Fragment |
++++++++++

3.2.3. Onder deze omstandigheden heeft tussen [Eigenaar], een particuliere eigenaar/verhuurder/verkoper, en [Huurder] te gelden dat deze huur naar zijn aard van korte duur is.
3.3. Voor zover daarover al anders geoordeeld zou kunnen worden, dan heeft [Huurder] zonder [Eigenaar] er van op de hoogte te stellen dat hij zijn juridische standpunt ingrijpend had gewijzigd ten opzichte van wat hij nog maar kort tevoren in de overeenkomst had toegezegd, Vermolen rustig laten voortgaan met zijn verkoopinspanningen en hem in de waan gelaten dat hij veilig een verkoopovereenkomst met gebruikelijk boetebeding kon sluiten. Het is naar maatstaven van redelijkheid en billijkheid onaanvaardbaar als [Huurder] zich in die omstandigheden zou beroepen op de voor de overeenkomst dwingendrechtelijk geldende regels rond opzegging en ontruiming.
3.4. Het geval waarin verhuurder een gemeente was en bij het aangaan van de huur de intenties van die gemeente onvoldoende vast stonden (Hof ’s-H’bosch, 13-01-2004, W2005/18) en het geval waarin een institutionele verhuurder zich op de uitzonderingsbepaling beriep (Hof A’dam, 13-01-2005), betreffen wezenlijk andere gevallen dan de onderhavige zaak.

++++++++++

Wat je doet |
[A] Beantwoord de volgende vragen over het fragment over de huurzaak:
(i) Welke drie hoedanigheden worden in punt 3.2.3 aan [Eigenaar] toegekend?
(ii) Wat voor beding hoort volgens punt 3.3 gebruikelijk bij een verkoopovereenkomst?
(iii) Welk hof deed volgens punt 3.4 uitspraak op 13-01-2005?
[B] Pak het fragment over de huurzaak op na punt 3.4 en schrijf de tekst verder.

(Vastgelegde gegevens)
++++++++++

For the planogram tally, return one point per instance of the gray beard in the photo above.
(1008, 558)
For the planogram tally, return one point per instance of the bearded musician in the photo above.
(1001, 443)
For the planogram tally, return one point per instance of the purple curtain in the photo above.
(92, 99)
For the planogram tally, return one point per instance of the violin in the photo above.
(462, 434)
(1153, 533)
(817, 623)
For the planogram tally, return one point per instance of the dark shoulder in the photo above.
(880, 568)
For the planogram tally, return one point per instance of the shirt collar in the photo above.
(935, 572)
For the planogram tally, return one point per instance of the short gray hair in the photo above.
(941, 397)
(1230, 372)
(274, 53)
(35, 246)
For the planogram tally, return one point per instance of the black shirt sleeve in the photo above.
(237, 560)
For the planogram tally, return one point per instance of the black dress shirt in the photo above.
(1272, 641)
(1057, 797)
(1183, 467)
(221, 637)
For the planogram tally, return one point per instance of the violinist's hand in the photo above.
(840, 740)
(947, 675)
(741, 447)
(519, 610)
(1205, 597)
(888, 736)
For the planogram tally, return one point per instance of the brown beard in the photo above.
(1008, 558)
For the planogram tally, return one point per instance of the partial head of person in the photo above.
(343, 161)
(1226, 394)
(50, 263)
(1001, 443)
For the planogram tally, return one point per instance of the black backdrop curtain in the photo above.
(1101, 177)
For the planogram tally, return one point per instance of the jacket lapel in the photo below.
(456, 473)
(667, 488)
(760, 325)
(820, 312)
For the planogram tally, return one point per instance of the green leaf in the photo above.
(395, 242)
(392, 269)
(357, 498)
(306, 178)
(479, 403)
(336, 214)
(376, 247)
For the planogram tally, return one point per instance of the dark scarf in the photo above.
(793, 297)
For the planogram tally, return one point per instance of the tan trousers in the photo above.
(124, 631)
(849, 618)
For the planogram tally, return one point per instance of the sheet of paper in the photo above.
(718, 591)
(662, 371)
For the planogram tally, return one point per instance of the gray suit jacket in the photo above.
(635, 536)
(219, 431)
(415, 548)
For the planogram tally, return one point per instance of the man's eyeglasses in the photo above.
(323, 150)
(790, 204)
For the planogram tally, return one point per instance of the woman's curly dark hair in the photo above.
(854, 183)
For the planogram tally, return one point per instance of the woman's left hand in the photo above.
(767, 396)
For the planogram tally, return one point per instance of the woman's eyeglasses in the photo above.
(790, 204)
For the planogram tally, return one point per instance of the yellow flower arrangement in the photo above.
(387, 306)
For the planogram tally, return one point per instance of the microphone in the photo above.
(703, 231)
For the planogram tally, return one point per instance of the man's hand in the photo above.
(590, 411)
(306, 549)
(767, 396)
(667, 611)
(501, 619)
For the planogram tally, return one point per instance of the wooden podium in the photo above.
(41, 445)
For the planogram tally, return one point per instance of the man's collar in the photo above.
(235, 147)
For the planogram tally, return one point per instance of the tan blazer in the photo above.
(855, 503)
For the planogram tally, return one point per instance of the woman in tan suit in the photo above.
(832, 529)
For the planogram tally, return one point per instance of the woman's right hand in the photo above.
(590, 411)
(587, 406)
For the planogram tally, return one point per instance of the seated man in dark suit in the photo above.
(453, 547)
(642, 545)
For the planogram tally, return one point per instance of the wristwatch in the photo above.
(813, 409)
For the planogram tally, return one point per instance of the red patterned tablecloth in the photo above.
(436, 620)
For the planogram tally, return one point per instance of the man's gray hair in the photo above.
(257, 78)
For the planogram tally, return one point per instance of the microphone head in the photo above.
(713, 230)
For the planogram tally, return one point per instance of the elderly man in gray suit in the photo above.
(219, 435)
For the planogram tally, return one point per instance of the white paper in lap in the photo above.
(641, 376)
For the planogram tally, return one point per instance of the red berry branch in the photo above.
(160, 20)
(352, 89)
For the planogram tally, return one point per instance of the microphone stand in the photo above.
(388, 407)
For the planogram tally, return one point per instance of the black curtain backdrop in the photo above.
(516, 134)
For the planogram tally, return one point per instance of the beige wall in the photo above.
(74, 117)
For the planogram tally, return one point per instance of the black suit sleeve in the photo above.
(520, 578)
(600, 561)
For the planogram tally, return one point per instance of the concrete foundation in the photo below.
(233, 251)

++++++++++

Antwoorden |
[A]
(i) Particuliere eigenaar, verhuurder en verkoper.
(ii) Een boetebeding.
(iii) Hof A’dam.

[B]
3.5. In de overeenkomst is, anders dan [Huurder] stelde, geen opzegtermijn van zes maanden overeengekomen. Artikel 4 van de nadere overeenkomst legt slechts een begrijpelijke minimumduur van een half jaar vast. Zou [Eigenaar] reeds in oktober 2006 hebben kunnen verkopen, dan zou levering niet eerder dan 1 april 2007 kunnen plaatsvinden. Buiten die minimumduur geldt de bepaling uit de overeenkomst:
c. bij eigendomsoverdracht van het onroerend goed geldt het volgende: alsdan zal de gebruiksovereenkomst in ieder geval per direct eindigen; de in gebruik gevende partij is verplicht de gebruiker uiterlijk twee maanden voor de voorgenomen datum van eigendomsoverdracht van dit voornemen op de hoogte te stellen. Indien de gebruiker twee maanden voor de eigendomsoverdracht daarvan op de hoogte is of hem is de beëindiging van de gebruiksovereenkomst terzake twee maanden tevoren aangezegd, dan dient hij, in afwijking van het voorgaande het in gebruik zijnde te verlaten daags voor de eigendomsoverdracht.
Met de aanzegging op 27 februari 2007 heeft [Eigenaar] aan deze bepalingen voldaan.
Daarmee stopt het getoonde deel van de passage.